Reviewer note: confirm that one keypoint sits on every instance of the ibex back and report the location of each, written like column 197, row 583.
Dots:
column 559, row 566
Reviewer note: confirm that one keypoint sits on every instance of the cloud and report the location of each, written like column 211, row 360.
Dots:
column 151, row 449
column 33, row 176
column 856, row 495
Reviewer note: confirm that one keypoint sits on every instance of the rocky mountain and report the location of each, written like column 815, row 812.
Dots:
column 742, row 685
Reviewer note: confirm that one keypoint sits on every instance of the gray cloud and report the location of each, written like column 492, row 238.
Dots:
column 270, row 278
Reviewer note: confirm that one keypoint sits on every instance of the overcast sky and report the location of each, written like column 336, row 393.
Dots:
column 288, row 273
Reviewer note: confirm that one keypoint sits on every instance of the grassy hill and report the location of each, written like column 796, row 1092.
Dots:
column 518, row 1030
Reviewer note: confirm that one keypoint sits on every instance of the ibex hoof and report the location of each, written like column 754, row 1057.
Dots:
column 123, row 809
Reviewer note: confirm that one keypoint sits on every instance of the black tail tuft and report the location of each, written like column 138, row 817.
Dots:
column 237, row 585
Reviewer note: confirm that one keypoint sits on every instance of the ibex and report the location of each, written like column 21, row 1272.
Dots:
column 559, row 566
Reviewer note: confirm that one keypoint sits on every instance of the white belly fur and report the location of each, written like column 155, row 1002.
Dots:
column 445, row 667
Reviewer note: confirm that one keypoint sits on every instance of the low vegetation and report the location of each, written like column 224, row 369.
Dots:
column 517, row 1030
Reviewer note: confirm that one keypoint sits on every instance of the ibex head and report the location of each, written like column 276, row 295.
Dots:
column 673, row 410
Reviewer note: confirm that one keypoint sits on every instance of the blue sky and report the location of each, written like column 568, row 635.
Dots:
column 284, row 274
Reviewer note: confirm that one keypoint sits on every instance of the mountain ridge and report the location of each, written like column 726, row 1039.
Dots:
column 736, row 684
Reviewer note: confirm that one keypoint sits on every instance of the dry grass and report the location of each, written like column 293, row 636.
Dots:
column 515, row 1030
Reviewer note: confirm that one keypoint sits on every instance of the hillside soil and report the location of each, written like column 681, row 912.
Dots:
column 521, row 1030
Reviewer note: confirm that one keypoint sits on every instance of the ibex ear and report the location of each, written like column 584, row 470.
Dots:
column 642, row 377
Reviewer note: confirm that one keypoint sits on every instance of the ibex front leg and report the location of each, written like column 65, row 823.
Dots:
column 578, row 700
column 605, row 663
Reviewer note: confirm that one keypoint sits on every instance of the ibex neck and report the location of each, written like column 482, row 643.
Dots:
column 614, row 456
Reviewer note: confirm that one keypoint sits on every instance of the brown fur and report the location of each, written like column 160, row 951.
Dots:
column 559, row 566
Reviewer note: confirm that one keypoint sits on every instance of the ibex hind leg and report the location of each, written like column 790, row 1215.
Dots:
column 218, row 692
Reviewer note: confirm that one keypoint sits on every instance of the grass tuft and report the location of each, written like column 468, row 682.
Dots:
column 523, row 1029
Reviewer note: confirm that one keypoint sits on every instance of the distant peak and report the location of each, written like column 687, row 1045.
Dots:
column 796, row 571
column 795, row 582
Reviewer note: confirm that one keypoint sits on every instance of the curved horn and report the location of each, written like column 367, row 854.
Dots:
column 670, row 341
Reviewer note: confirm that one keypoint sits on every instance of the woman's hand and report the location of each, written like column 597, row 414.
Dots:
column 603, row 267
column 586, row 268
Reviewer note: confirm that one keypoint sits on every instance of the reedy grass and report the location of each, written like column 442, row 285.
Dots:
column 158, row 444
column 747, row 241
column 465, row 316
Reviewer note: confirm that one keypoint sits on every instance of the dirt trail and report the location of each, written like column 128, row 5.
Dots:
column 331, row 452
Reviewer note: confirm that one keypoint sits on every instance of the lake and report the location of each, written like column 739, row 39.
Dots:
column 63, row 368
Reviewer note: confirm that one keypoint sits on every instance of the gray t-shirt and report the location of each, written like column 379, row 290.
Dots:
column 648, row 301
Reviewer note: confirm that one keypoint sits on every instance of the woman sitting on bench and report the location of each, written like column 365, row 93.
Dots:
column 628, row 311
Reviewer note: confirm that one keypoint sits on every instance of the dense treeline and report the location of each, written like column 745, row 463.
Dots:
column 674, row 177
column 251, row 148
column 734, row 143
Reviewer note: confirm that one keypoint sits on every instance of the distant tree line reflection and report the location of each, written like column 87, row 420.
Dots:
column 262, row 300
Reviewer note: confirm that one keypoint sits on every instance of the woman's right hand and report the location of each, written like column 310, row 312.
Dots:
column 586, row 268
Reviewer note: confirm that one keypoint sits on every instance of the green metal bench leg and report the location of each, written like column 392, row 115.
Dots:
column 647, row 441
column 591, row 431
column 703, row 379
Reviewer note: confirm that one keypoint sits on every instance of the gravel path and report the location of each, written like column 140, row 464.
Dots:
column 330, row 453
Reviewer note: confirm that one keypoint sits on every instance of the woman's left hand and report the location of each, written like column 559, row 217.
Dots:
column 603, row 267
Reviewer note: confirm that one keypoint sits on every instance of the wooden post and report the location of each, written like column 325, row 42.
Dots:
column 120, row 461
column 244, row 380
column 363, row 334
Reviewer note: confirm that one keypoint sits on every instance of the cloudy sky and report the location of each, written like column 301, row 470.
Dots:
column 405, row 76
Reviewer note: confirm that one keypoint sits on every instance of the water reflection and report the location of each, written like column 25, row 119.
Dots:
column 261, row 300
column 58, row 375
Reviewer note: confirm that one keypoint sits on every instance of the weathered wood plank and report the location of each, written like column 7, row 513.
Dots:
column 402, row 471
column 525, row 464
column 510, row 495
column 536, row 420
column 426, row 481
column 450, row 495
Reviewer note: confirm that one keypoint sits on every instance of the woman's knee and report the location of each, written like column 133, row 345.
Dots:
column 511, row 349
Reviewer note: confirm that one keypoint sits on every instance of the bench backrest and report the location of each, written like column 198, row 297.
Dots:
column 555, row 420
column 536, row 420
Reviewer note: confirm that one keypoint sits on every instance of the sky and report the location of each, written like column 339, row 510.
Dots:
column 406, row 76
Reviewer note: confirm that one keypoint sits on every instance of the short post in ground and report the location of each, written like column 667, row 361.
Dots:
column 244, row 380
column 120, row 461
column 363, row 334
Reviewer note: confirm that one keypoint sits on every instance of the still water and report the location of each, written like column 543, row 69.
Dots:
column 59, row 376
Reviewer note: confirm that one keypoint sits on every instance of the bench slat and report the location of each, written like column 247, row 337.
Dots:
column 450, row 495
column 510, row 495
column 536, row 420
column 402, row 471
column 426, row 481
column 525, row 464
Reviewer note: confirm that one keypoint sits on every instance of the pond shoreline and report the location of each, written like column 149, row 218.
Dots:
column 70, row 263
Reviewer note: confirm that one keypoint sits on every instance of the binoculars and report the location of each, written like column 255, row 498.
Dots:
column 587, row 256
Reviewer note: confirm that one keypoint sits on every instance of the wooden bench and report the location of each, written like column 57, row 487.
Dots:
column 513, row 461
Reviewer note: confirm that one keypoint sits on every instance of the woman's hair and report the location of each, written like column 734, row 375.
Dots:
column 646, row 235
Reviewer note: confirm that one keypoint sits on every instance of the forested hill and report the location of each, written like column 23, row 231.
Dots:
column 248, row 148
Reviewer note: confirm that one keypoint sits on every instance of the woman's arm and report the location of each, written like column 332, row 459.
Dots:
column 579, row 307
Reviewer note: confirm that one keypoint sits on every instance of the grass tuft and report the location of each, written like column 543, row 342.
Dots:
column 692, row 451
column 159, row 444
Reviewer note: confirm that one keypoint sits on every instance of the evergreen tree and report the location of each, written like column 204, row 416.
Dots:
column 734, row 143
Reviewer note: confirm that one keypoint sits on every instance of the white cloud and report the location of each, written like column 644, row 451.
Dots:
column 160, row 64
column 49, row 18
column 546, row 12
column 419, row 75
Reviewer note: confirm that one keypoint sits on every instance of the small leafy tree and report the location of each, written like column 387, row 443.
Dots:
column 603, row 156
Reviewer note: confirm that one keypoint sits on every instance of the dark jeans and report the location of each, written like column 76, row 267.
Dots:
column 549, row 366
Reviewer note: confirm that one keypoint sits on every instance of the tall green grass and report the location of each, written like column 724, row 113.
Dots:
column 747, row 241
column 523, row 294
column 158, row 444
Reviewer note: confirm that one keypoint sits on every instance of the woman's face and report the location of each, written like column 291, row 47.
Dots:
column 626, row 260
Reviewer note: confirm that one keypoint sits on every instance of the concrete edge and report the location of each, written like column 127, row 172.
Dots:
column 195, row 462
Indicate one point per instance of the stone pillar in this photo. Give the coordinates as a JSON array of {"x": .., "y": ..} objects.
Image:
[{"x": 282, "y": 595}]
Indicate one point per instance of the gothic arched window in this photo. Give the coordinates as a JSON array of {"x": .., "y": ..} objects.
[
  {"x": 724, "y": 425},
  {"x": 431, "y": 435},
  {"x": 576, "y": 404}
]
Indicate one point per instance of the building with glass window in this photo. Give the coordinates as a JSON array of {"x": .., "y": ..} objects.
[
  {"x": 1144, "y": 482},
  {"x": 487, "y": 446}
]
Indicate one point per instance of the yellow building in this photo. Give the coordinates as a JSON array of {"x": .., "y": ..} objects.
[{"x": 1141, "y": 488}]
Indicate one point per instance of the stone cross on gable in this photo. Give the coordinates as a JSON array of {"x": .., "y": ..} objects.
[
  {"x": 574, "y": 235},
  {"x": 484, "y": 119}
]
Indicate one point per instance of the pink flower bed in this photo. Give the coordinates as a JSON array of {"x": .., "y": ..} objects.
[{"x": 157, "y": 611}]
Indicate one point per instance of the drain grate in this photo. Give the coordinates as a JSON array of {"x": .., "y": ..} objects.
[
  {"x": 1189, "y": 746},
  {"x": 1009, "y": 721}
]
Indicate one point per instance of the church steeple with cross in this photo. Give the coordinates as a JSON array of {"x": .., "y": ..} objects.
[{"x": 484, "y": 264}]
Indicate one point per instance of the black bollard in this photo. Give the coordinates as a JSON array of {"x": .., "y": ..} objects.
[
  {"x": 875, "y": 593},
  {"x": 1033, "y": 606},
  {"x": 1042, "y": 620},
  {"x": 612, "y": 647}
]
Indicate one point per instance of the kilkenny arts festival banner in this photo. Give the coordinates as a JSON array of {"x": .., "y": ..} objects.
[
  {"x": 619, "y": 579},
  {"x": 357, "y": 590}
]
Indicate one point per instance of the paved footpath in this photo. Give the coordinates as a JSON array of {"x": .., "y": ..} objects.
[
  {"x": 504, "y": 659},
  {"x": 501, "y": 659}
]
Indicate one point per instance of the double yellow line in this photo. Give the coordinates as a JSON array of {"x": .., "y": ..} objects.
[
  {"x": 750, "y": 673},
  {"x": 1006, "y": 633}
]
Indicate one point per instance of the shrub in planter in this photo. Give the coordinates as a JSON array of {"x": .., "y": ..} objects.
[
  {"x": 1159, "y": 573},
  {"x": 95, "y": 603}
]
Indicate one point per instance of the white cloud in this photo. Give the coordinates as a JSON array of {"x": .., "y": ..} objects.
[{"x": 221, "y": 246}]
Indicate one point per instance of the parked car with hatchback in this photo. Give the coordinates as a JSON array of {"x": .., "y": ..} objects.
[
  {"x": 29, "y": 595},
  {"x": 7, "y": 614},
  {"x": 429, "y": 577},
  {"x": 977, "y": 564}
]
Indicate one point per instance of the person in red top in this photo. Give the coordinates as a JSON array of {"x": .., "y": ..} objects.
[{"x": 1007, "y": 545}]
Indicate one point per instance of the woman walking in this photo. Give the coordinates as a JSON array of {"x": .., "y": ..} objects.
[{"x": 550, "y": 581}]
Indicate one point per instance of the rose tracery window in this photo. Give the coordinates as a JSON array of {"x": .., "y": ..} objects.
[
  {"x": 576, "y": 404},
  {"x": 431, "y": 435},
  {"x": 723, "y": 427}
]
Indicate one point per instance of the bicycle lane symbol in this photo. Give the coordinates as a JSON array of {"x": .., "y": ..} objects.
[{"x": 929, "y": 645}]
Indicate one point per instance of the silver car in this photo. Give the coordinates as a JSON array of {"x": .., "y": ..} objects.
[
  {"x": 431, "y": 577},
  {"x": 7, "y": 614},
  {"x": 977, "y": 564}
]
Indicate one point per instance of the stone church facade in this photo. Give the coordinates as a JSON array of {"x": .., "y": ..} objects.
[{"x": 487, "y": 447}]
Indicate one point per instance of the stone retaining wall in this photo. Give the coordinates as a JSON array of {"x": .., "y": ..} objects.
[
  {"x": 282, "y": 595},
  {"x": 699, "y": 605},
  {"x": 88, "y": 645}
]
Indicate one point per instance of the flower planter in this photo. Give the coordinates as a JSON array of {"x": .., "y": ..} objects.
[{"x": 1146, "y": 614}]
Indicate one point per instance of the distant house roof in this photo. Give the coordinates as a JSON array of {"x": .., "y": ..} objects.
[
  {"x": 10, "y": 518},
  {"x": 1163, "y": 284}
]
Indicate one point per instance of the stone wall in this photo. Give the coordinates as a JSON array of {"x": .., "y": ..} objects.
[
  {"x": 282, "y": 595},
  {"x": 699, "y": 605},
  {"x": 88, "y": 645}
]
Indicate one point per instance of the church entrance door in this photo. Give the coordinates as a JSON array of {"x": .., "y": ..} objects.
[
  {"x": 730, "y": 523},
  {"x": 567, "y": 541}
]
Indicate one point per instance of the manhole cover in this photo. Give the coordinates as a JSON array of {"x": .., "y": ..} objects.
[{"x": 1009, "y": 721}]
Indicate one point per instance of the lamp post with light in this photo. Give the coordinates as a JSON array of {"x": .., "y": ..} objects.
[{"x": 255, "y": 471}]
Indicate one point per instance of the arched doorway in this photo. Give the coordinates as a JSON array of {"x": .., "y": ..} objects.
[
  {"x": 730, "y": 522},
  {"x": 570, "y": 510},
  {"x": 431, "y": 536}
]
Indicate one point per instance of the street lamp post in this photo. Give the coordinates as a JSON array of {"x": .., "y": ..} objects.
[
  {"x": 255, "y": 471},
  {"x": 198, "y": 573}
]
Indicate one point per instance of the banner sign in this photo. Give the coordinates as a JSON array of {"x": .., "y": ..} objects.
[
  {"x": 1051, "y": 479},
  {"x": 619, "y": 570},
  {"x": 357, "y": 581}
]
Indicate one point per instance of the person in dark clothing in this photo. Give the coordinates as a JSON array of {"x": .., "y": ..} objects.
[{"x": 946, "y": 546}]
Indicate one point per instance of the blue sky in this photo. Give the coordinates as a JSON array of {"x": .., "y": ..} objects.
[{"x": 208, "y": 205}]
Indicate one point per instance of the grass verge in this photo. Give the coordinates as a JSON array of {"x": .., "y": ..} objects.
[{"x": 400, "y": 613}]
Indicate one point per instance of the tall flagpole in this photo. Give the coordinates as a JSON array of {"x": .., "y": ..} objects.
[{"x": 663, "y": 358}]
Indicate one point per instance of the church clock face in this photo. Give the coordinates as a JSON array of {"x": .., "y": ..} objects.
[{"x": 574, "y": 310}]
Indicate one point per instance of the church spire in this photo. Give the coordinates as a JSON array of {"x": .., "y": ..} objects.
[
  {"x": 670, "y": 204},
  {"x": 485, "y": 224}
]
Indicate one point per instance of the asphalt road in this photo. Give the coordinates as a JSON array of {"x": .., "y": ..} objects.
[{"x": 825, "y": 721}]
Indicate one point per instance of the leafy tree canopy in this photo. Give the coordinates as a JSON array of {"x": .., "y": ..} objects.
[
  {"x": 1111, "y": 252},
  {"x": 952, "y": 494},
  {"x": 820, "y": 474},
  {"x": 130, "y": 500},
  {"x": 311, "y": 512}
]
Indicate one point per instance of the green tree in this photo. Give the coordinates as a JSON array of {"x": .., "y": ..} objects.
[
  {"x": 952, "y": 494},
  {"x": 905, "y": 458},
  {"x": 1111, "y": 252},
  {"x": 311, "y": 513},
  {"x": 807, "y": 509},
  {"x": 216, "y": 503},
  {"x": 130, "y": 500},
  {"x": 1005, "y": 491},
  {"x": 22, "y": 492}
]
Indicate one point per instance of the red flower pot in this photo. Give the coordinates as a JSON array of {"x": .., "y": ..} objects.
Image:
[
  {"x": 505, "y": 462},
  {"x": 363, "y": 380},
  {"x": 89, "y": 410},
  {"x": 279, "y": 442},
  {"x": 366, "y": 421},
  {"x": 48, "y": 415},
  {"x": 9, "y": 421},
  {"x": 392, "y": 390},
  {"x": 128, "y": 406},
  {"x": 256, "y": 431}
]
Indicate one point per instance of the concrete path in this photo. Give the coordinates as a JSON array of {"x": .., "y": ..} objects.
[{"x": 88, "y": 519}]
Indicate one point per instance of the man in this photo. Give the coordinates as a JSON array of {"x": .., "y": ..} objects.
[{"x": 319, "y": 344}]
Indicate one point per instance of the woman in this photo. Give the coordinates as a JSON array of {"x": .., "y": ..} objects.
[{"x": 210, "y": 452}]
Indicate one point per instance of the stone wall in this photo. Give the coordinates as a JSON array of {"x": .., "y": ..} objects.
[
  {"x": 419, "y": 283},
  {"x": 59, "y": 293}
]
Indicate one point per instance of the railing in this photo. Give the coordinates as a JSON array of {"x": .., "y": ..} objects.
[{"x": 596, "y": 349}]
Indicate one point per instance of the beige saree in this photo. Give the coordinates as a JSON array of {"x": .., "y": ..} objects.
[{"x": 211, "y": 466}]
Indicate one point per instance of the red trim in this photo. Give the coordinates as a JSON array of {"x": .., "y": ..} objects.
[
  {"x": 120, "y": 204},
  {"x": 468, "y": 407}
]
== == ==
GIVEN INSTRUCTION: Copy each line exactly, from the line containing "Indicate one point per instance of the concrete" down to the last line of the material, and no other lines.

SOLVED EXERCISE:
Indicate one point per instance of the concrete path in this photo. Give the coordinates as a JSON array of {"x": .., "y": ..} objects.
[{"x": 88, "y": 519}]
Indicate one point per instance of the man in this photo. Give the coordinates as a JSON array of {"x": .., "y": ..} objects.
[{"x": 319, "y": 344}]
Indicate one point per instance of the woman in this photo. Give the coordinates as a JSON array of {"x": .., "y": ..} objects.
[{"x": 210, "y": 452}]
Indicate one point per instance of the stone wall in this photo. Give the coordinates as a JSON array of {"x": .., "y": ..} objects.
[
  {"x": 419, "y": 283},
  {"x": 59, "y": 293}
]
Indicate one point per instance of the railing in this photo. Give the coordinates as a JSON array of {"x": .., "y": ..} objects.
[{"x": 596, "y": 349}]
Indicate one point per instance of the beige saree in this photo. Give the coordinates as a JSON array of {"x": .., "y": ..} objects.
[{"x": 211, "y": 466}]
Indicate one point per instance of the red trim in this photo. Give the coordinates as a JSON array of {"x": .., "y": ..} objects.
[
  {"x": 120, "y": 204},
  {"x": 468, "y": 407}
]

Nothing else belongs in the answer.